» **REQUIREMENT**
Reproduce everything from the line containing "Please indicate the chimney" down to the end of the material, requests included. Multiply each coordinate in the answers by 1.1 and round to whole numbers, with halves rounded up, leaving the sample coordinates in the requests unchanged.

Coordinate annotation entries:

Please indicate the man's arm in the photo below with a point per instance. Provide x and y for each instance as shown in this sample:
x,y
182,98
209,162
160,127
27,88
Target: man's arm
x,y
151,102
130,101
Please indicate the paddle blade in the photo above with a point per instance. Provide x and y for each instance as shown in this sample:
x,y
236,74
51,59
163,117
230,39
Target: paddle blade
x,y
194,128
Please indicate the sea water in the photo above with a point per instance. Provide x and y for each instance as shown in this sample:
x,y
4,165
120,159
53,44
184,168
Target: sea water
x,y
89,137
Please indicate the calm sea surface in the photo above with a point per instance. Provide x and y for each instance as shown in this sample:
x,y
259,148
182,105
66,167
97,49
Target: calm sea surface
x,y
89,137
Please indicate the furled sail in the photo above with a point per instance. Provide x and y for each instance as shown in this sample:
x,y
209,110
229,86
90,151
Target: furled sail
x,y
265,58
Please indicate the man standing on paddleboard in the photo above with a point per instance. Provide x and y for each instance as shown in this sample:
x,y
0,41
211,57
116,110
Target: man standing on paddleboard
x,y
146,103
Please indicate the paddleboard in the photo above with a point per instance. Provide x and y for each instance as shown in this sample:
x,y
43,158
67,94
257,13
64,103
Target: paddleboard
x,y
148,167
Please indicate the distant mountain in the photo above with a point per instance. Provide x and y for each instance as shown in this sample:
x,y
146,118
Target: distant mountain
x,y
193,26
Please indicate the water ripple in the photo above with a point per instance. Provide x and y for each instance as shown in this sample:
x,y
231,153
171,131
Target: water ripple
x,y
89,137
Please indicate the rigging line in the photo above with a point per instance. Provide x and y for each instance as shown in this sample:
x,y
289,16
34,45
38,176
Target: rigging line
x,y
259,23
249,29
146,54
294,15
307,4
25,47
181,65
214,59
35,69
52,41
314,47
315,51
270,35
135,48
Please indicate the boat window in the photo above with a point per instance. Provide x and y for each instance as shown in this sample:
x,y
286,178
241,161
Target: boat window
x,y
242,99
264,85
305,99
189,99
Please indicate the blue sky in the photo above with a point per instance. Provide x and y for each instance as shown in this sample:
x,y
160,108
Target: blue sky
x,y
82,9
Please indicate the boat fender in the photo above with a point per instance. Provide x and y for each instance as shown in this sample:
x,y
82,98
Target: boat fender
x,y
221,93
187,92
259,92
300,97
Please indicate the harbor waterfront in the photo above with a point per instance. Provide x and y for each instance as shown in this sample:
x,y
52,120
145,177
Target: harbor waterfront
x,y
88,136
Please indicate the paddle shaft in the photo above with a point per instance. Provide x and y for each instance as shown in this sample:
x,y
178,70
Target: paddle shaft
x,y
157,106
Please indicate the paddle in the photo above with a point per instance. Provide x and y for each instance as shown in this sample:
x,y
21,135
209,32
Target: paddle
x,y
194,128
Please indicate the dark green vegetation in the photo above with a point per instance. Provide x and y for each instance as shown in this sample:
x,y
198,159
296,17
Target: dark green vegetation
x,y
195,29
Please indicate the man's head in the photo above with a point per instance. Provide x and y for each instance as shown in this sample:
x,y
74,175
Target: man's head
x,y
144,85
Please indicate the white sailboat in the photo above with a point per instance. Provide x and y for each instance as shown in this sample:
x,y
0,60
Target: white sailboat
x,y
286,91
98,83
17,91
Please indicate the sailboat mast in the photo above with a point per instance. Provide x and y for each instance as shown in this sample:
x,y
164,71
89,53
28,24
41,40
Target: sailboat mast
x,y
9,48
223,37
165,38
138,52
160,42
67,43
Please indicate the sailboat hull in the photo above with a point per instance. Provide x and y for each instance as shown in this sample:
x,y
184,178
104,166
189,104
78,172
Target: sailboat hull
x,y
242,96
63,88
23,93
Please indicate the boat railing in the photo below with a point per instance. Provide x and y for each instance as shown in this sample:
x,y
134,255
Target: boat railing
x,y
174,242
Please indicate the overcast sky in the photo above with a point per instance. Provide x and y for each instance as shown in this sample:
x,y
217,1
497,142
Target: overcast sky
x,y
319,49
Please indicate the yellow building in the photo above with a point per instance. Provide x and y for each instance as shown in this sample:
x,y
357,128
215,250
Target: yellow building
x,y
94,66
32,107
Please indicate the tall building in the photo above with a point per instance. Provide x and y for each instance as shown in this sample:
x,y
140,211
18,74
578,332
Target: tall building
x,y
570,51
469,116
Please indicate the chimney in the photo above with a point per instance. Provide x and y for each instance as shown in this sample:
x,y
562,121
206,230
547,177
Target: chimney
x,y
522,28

» **WRITTEN SOLUTION**
Please indicate the chimney in the photo above with a point per instance. Provide x and y for each instance as shown in this sample:
x,y
562,121
206,230
547,177
Target: chimney
x,y
574,31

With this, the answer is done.